>> begin Exercise inputs

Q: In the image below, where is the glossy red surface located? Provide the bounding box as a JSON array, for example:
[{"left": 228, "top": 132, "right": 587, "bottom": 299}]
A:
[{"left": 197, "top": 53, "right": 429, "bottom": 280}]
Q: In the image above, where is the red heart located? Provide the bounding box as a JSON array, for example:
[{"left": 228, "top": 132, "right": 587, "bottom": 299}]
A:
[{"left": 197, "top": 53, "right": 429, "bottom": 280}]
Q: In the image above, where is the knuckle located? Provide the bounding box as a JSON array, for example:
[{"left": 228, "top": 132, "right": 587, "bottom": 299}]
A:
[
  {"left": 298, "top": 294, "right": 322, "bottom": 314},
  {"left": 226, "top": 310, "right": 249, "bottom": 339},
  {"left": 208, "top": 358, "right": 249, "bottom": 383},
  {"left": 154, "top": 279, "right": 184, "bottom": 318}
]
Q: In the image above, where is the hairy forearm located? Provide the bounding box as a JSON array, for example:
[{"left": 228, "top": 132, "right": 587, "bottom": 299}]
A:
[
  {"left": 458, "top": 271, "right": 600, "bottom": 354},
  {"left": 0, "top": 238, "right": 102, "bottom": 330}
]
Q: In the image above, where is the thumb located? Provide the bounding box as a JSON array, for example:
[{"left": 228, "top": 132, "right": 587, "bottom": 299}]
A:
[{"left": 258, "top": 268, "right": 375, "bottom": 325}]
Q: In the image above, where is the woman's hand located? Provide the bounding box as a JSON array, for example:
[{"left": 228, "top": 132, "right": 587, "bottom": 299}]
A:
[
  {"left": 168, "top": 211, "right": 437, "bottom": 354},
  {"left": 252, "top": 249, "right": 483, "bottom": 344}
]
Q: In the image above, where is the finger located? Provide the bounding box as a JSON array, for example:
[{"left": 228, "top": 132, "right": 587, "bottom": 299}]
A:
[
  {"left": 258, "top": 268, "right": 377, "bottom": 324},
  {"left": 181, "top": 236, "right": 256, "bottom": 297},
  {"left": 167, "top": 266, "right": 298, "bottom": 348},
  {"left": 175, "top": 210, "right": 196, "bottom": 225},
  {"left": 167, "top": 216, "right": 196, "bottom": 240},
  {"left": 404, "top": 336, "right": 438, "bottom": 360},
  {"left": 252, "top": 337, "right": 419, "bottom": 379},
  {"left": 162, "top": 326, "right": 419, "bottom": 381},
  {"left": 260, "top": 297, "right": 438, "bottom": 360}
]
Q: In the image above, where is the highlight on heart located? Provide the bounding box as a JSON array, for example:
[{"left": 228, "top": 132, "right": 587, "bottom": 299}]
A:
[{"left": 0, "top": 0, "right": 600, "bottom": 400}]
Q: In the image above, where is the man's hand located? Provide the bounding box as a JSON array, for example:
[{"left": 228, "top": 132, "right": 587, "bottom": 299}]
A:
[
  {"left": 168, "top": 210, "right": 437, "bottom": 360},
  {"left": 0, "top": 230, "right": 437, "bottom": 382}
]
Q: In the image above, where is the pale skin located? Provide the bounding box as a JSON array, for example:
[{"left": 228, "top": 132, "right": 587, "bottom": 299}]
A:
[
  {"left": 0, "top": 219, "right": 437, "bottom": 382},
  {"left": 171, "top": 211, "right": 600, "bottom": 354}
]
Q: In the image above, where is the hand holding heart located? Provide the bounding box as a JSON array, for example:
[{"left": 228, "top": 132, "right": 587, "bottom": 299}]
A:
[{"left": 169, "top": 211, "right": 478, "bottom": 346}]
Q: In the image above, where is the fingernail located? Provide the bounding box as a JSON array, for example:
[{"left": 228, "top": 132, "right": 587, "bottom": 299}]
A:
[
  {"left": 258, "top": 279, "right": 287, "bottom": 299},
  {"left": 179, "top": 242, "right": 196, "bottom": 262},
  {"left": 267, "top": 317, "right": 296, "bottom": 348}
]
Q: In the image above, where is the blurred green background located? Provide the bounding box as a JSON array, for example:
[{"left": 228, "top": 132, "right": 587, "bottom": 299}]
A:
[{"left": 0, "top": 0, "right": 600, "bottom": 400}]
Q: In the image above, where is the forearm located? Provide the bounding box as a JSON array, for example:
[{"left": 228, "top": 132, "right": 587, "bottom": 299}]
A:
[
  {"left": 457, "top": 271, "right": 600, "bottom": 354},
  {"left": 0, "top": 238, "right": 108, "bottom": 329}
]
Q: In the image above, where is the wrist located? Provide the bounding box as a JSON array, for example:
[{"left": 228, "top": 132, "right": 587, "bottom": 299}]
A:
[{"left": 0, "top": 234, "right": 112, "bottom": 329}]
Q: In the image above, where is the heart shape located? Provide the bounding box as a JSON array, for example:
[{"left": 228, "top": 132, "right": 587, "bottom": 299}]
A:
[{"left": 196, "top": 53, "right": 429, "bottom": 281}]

>> end Exercise inputs

**Stated exercise:** Render the listing above as a Markdown table with two columns, "Row" for the row number and "Line" for the line itself, omitting any blank lines.

**Task answer:**
| Row | Line |
|---|---|
| 1 | Q: In the image below, where is the glossy red surface located? Provide the bounding box as a JSON array, for example: |
| 2 | [{"left": 228, "top": 132, "right": 587, "bottom": 299}] |
| 3 | A: |
| 4 | [{"left": 197, "top": 53, "right": 429, "bottom": 280}] |
| 5 | Q: In the image above, where is the red heart located? Provide the bounding box as a JSON array, for example: |
| 6 | [{"left": 228, "top": 132, "right": 587, "bottom": 299}] |
| 7 | A: |
| 8 | [{"left": 197, "top": 53, "right": 429, "bottom": 280}] |
| 9 | Q: In the image above, where is the knuckle located? Provide the bounding box as a JSON array, for example: |
| 10 | [{"left": 228, "top": 132, "right": 587, "bottom": 299}] |
| 11 | A: |
| 12 | [ |
| 13 |   {"left": 298, "top": 294, "right": 322, "bottom": 314}, |
| 14 |   {"left": 226, "top": 310, "right": 249, "bottom": 339}, |
| 15 |   {"left": 208, "top": 358, "right": 249, "bottom": 383}, |
| 16 |   {"left": 154, "top": 279, "right": 184, "bottom": 318} |
| 17 | ] |
| 18 | Q: In the image above, where is the hairy forearm located? Provide the bounding box as a JSON array, for example: |
| 19 | [{"left": 228, "top": 132, "right": 587, "bottom": 299}] |
| 20 | A: |
| 21 | [ |
| 22 |   {"left": 458, "top": 271, "right": 600, "bottom": 354}, |
| 23 |   {"left": 0, "top": 238, "right": 102, "bottom": 330} |
| 24 | ] |
| 25 | Q: In the image above, where is the thumb located? Provide the bounding box as a JSON array, for example: |
| 26 | [{"left": 228, "top": 132, "right": 587, "bottom": 299}] |
| 27 | A: |
| 28 | [{"left": 258, "top": 268, "right": 375, "bottom": 325}] |
| 29 | Q: In the image above, where is the woman's hand located? Provide the bounding box as a JSON array, for example: |
| 30 | [{"left": 228, "top": 132, "right": 587, "bottom": 299}] |
| 31 | A: |
| 32 | [ |
| 33 |   {"left": 168, "top": 211, "right": 437, "bottom": 354}, |
| 34 |   {"left": 252, "top": 249, "right": 483, "bottom": 344} |
| 35 | ] |
| 36 | Q: In the image above, where is the finger located? Provide the bounding box as a JSON array, for example: |
| 37 | [{"left": 228, "top": 132, "right": 587, "bottom": 299}] |
| 38 | A: |
| 39 | [ |
| 40 |   {"left": 258, "top": 268, "right": 377, "bottom": 324}, |
| 41 |   {"left": 181, "top": 236, "right": 256, "bottom": 297}, |
| 42 |   {"left": 167, "top": 266, "right": 298, "bottom": 348}, |
| 43 |   {"left": 175, "top": 210, "right": 196, "bottom": 225}, |
| 44 |   {"left": 167, "top": 216, "right": 196, "bottom": 240}, |
| 45 |   {"left": 404, "top": 336, "right": 438, "bottom": 360}, |
| 46 |   {"left": 252, "top": 337, "right": 419, "bottom": 379}, |
| 47 |   {"left": 162, "top": 326, "right": 419, "bottom": 381}, |
| 48 |   {"left": 260, "top": 297, "right": 438, "bottom": 360} |
| 49 | ] |
| 50 | Q: In the image above, where is the highlight on heart located? Provide the bounding box as a JSON array, for example: |
| 51 | [{"left": 228, "top": 132, "right": 587, "bottom": 299}] |
| 52 | A: |
| 53 | [{"left": 0, "top": 0, "right": 600, "bottom": 400}] |
| 54 | Q: In the image above, where is the man's hand located? Provide the bounding box as a JSON array, for example: |
| 55 | [{"left": 228, "top": 132, "right": 587, "bottom": 299}] |
| 56 | A: |
| 57 | [ |
| 58 |   {"left": 168, "top": 210, "right": 437, "bottom": 360}, |
| 59 |   {"left": 0, "top": 230, "right": 437, "bottom": 382} |
| 60 | ] |
| 61 | Q: In the image above, where is the pale skin located? Provide the bounding box as a JSON array, for example: |
| 62 | [{"left": 228, "top": 132, "right": 587, "bottom": 299}] |
| 63 | A: |
| 64 | [ |
| 65 |   {"left": 0, "top": 219, "right": 437, "bottom": 382}, |
| 66 |   {"left": 171, "top": 211, "right": 600, "bottom": 354} |
| 67 | ] |
| 68 | Q: In the image above, where is the hand holding heart located? Provide the bounding box as a JSON array, for example: |
| 69 | [{"left": 228, "top": 132, "right": 587, "bottom": 299}] |
| 70 | A: |
| 71 | [{"left": 169, "top": 211, "right": 478, "bottom": 346}] |
| 72 | Q: In the image above, where is the fingernail located? Provide the bounding box as a JSON array, for example: |
| 73 | [{"left": 228, "top": 132, "right": 587, "bottom": 299}] |
| 74 | A: |
| 75 | [ |
| 76 |   {"left": 258, "top": 279, "right": 287, "bottom": 299}, |
| 77 |   {"left": 179, "top": 242, "right": 196, "bottom": 262}, |
| 78 |   {"left": 267, "top": 317, "right": 296, "bottom": 348} |
| 79 | ] |
| 80 | Q: In the image above, where is the blurred green background located? Provide the bounding box as a JSON array, for example: |
| 81 | [{"left": 228, "top": 132, "right": 587, "bottom": 299}] |
| 82 | A: |
| 83 | [{"left": 0, "top": 0, "right": 600, "bottom": 400}] |
| 84 | Q: In the image above, where is the forearm located? Provide the bounding box as a JSON array, for example: |
| 85 | [{"left": 228, "top": 132, "right": 587, "bottom": 299}] |
| 86 | A: |
| 87 | [ |
| 88 |   {"left": 457, "top": 271, "right": 600, "bottom": 354}, |
| 89 |   {"left": 0, "top": 238, "right": 108, "bottom": 329} |
| 90 | ] |
| 91 | Q: In the image above, where is the wrist located? Provide the bounding box as a JSON array, for example: |
| 92 | [{"left": 228, "top": 132, "right": 587, "bottom": 299}] |
| 93 | A: |
| 94 | [{"left": 0, "top": 234, "right": 112, "bottom": 329}] |
| 95 | Q: In the image above, where is the heart shape located? Provide the bounding box as a JSON array, for example: |
| 96 | [{"left": 228, "top": 132, "right": 587, "bottom": 299}] |
| 97 | A: |
| 98 | [{"left": 196, "top": 53, "right": 429, "bottom": 281}] |